▶ YOUR ASSIGNMENT
Transcribe the part of the article on the Piedmont firefighters' contract that lies between "Council members agreed" and "for these benefits.", inclusive.

▶ TEXT
PIEDMONT -- The city has reached a tentative new labor contract with the Piedmont Firefighters Association, similar to the one approved earlier with the Police Officers Association.
The agreement was to be voted on by union members on Sept. 14, too late for the matter to be agendized in time for this Tuesday's City Council meeting, City Administrator Geoff Grote said.
The details of the final agreement -- in effect through June 30 -- will come before the council for review at its next meeting on Oct. 1.
The contract includes stipulations for a $100 per month contribution by each employee toward retiree medical, effective Aug. 1, 2012, with no salary raises. It continues the 50-50 cost share of the employer rate for the California Public Employees' Retirement System (CalPERS) for any portion above 37 percent, plus an additional employee contribution of 0.6 percent of the CalPERS employer rate effective Aug. 1.
Like police, a two-tier system will be established Jan. 1, whereby new firefighter hires will be subject to a 2 percent-at-50 retirement plan, instead of 3 percent at 50, which current employees receive. That means employees would earn 2 percent of their salary for each year worked for their retirement benefit.
Councilman Jeff Wieler noted that police and fire employees are not eligible for Social Security benefits, only their pensions. The city does not pay into Social Security for those employees.
Grote added that the
On Sept. 12, Gov. Jerry Brown signed AB340 into law, the California Employees' Pension Reform Act of 2013. Most provisions of the law will apply to new employees.
"Some significant provisions will apply to current employees as well," Grote said.
New provisions become effective Jan. 1. The agreements in place in Piedmont already satisfy some provisions of the new state law.
Council members asked Finance Director Mark Bichsel what savings will be realized over time. He said that was difficult to analyze, that many factors would come into play, such as how many employees under the old plans would retire when.
"We will see a dramatic decrease in pension costs in eight years," Bichsel said.
Council members agreed that the city should keep pushing to reduce costs as each bargaining unit comes up for negotiations.
The city is under fire by opponents to Measure Y, a municipal services tax on the November ballot. They say Piedmont has not done enough to contain costs for pensions, health and welfare, resulting in millions of unfunded liability for these benefits.

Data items
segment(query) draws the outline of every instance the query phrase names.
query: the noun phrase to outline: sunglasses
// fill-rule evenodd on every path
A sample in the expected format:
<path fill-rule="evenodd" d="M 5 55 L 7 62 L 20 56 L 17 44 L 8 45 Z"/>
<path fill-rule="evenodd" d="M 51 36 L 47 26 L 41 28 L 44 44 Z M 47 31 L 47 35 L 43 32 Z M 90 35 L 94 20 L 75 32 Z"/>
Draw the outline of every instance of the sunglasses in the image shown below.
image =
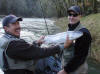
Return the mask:
<path fill-rule="evenodd" d="M 71 13 L 69 13 L 69 14 L 68 14 L 68 16 L 77 17 L 77 16 L 78 16 L 78 14 L 71 14 Z"/>

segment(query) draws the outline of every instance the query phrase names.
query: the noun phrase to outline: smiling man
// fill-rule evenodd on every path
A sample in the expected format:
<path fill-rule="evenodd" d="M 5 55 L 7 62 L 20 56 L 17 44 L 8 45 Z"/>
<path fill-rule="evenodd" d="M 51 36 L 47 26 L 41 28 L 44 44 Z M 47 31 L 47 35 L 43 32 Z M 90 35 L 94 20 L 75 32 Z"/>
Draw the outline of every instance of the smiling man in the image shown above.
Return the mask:
<path fill-rule="evenodd" d="M 71 41 L 64 45 L 41 48 L 43 37 L 29 44 L 20 39 L 20 21 L 15 15 L 5 16 L 2 22 L 5 34 L 0 38 L 0 67 L 4 74 L 34 74 L 35 61 L 62 52 Z"/>
<path fill-rule="evenodd" d="M 87 74 L 88 65 L 86 59 L 91 45 L 91 34 L 80 23 L 82 12 L 79 6 L 71 6 L 68 9 L 68 31 L 81 31 L 83 36 L 64 50 L 64 69 L 58 74 Z"/>

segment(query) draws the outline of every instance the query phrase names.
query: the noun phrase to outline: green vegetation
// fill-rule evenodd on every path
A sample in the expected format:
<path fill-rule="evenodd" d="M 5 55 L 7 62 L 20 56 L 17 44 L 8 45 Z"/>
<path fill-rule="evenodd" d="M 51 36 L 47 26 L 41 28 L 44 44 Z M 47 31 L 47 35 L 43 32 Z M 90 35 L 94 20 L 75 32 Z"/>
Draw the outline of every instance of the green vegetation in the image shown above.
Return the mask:
<path fill-rule="evenodd" d="M 91 57 L 100 62 L 100 13 L 83 17 L 81 23 L 90 30 L 92 35 Z M 62 31 L 66 31 L 68 19 L 67 17 L 57 19 L 55 24 L 60 26 Z"/>

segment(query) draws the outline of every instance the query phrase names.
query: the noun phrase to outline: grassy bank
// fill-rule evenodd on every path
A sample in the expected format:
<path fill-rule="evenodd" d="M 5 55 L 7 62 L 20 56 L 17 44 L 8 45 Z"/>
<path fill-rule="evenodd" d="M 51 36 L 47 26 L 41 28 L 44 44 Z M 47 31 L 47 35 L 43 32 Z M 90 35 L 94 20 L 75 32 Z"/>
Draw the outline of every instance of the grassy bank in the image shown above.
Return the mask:
<path fill-rule="evenodd" d="M 81 23 L 90 30 L 93 38 L 91 57 L 100 62 L 100 13 L 82 17 Z M 66 31 L 68 19 L 67 17 L 57 19 L 55 24 L 61 27 L 62 31 Z"/>

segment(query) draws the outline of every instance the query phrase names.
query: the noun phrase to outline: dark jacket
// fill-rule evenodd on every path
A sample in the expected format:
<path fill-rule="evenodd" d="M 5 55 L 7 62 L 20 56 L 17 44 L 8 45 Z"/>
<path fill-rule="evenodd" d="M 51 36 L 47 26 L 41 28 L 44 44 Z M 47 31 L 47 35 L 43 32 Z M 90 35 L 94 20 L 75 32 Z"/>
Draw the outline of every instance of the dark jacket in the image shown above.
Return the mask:
<path fill-rule="evenodd" d="M 14 60 L 38 60 L 40 58 L 48 57 L 56 53 L 60 53 L 61 49 L 57 46 L 49 48 L 40 48 L 38 44 L 29 44 L 25 40 L 13 40 L 9 43 L 6 54 Z M 7 61 L 6 61 L 7 62 Z M 25 69 L 8 69 L 5 74 L 33 74 L 33 72 Z"/>
<path fill-rule="evenodd" d="M 74 25 L 69 24 L 69 31 L 73 31 L 79 24 L 80 22 Z M 83 32 L 83 36 L 76 39 L 74 45 L 74 57 L 70 59 L 70 61 L 64 66 L 64 70 L 67 73 L 77 70 L 85 62 L 89 53 L 89 48 L 92 40 L 91 34 L 86 28 L 82 28 L 80 31 Z"/>

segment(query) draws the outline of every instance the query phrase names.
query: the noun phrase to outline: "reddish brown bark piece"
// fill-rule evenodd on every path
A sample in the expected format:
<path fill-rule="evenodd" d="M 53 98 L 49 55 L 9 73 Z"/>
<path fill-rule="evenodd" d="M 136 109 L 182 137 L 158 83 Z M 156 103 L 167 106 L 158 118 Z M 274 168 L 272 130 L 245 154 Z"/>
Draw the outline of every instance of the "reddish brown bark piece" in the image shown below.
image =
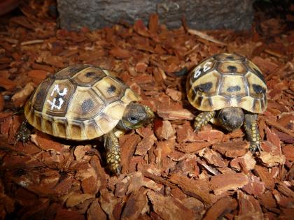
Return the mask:
<path fill-rule="evenodd" d="M 143 140 L 138 143 L 134 154 L 136 155 L 145 154 L 148 150 L 149 150 L 154 145 L 155 140 L 156 140 L 155 136 L 152 134 L 151 135 L 144 138 Z"/>
<path fill-rule="evenodd" d="M 213 142 L 192 142 L 181 143 L 176 145 L 176 149 L 185 153 L 195 153 L 197 151 L 211 146 Z"/>
<path fill-rule="evenodd" d="M 237 158 L 244 155 L 248 147 L 248 142 L 241 140 L 215 144 L 212 148 L 227 157 Z"/>
<path fill-rule="evenodd" d="M 106 220 L 107 219 L 107 216 L 101 208 L 101 206 L 99 204 L 98 199 L 95 199 L 94 201 L 92 202 L 89 209 L 87 211 L 87 219 L 88 220 L 95 220 L 95 219 Z"/>
<path fill-rule="evenodd" d="M 227 212 L 235 210 L 238 205 L 236 200 L 223 197 L 216 201 L 205 214 L 203 220 L 219 219 Z"/>
<path fill-rule="evenodd" d="M 274 187 L 274 182 L 272 175 L 268 172 L 267 168 L 260 166 L 255 166 L 254 170 L 260 177 L 261 180 L 265 184 L 267 189 L 273 189 Z"/>
<path fill-rule="evenodd" d="M 158 105 L 158 114 L 164 120 L 192 120 L 194 118 L 193 114 L 189 110 L 176 104 L 167 105 L 167 104 L 162 103 Z"/>
<path fill-rule="evenodd" d="M 126 135 L 120 139 L 122 173 L 127 170 L 129 161 L 134 154 L 136 145 L 140 141 L 140 136 L 135 134 Z"/>
<path fill-rule="evenodd" d="M 131 57 L 132 54 L 129 50 L 124 50 L 120 47 L 113 47 L 109 52 L 109 53 L 120 59 L 125 59 Z"/>
<path fill-rule="evenodd" d="M 37 134 L 31 135 L 31 141 L 44 150 L 54 150 L 59 154 L 64 150 L 62 144 L 50 140 L 50 136 L 43 133 L 38 132 Z"/>
<path fill-rule="evenodd" d="M 230 166 L 234 169 L 240 171 L 244 169 L 246 171 L 254 169 L 256 161 L 252 156 L 251 152 L 248 152 L 240 157 L 233 159 L 230 162 Z"/>
<path fill-rule="evenodd" d="M 286 159 L 290 161 L 294 161 L 294 147 L 292 145 L 285 145 L 282 147 L 283 154 Z"/>
<path fill-rule="evenodd" d="M 248 194 L 253 196 L 261 196 L 265 190 L 265 184 L 260 182 L 258 177 L 251 175 L 248 176 L 249 182 L 243 187 L 243 189 Z"/>
<path fill-rule="evenodd" d="M 195 197 L 207 205 L 214 200 L 213 195 L 209 194 L 209 189 L 205 181 L 196 181 L 177 174 L 172 175 L 169 181 L 181 187 L 187 195 Z"/>
<path fill-rule="evenodd" d="M 261 207 L 253 196 L 248 196 L 238 191 L 239 213 L 237 219 L 263 219 L 264 215 Z"/>
<path fill-rule="evenodd" d="M 181 219 L 183 217 L 192 219 L 195 214 L 178 200 L 152 191 L 147 192 L 154 211 L 163 219 Z"/>
<path fill-rule="evenodd" d="M 194 142 L 197 140 L 197 135 L 193 131 L 190 122 L 186 122 L 184 124 L 178 127 L 176 136 L 176 139 L 180 143 Z"/>
<path fill-rule="evenodd" d="M 176 133 L 169 121 L 157 119 L 154 122 L 154 129 L 155 135 L 159 139 L 168 140 Z"/>
<path fill-rule="evenodd" d="M 215 166 L 222 168 L 226 165 L 220 154 L 211 149 L 204 149 L 199 152 L 199 155 L 205 158 L 209 163 Z"/>
<path fill-rule="evenodd" d="M 140 188 L 131 194 L 122 211 L 121 216 L 122 219 L 138 219 L 143 209 L 147 205 L 146 191 L 146 189 Z"/>
<path fill-rule="evenodd" d="M 2 94 L 0 94 L 0 112 L 2 112 L 4 109 L 4 98 L 3 98 Z"/>
<path fill-rule="evenodd" d="M 228 190 L 240 189 L 248 183 L 248 177 L 243 173 L 220 174 L 212 177 L 210 181 L 211 187 L 216 195 L 222 194 Z"/>
<path fill-rule="evenodd" d="M 47 77 L 48 72 L 44 70 L 31 70 L 27 73 L 27 75 L 32 78 L 33 82 L 38 85 Z"/>
<path fill-rule="evenodd" d="M 0 76 L 0 87 L 8 91 L 13 90 L 16 87 L 16 83 L 2 75 Z"/>
<path fill-rule="evenodd" d="M 57 212 L 55 220 L 64 220 L 64 219 L 71 219 L 71 220 L 84 220 L 85 217 L 78 213 L 77 211 L 71 211 L 68 210 L 61 210 Z"/>
<path fill-rule="evenodd" d="M 34 83 L 27 84 L 22 90 L 12 96 L 11 100 L 13 101 L 14 105 L 15 107 L 22 107 L 34 89 Z"/>

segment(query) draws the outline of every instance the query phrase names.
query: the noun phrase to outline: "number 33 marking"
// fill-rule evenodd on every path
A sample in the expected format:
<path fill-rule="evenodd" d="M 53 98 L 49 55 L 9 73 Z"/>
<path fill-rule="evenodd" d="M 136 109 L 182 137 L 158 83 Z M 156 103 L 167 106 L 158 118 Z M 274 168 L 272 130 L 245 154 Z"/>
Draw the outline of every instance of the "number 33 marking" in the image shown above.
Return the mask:
<path fill-rule="evenodd" d="M 209 69 L 211 68 L 212 63 L 209 61 L 207 63 L 205 63 L 204 65 L 203 65 L 203 73 L 207 71 Z M 201 70 L 201 66 L 198 66 L 195 70 L 194 71 L 194 78 L 197 78 L 200 74 L 202 73 Z"/>

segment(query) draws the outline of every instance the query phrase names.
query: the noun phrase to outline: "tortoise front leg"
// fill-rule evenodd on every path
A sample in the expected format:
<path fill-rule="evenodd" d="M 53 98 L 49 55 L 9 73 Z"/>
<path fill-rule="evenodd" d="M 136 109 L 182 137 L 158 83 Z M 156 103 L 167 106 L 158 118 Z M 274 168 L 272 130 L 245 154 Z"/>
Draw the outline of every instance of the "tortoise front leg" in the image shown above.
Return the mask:
<path fill-rule="evenodd" d="M 14 142 L 14 145 L 15 145 L 18 141 L 22 140 L 22 144 L 24 145 L 24 144 L 29 140 L 30 135 L 31 131 L 28 128 L 27 120 L 25 119 L 22 122 L 15 134 L 15 141 Z"/>
<path fill-rule="evenodd" d="M 206 124 L 216 115 L 216 112 L 203 112 L 199 114 L 194 121 L 194 131 L 200 131 L 202 126 Z"/>
<path fill-rule="evenodd" d="M 106 149 L 106 163 L 111 172 L 120 174 L 120 149 L 118 139 L 113 131 L 104 135 Z"/>
<path fill-rule="evenodd" d="M 260 150 L 260 137 L 257 124 L 256 115 L 245 114 L 244 127 L 248 140 L 250 141 L 249 150 L 254 153 Z"/>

▶ YOUR SOLUTION
Council members agreed that the city should keep pushing to reduce costs as each bargaining unit comes up for negotiations.
The city is under fire by opponents to Measure Y, a municipal services tax on the November ballot. They say Piedmont has not done enough to contain costs for pensions, health and welfare, resulting in millions of unfunded liability for these benefits.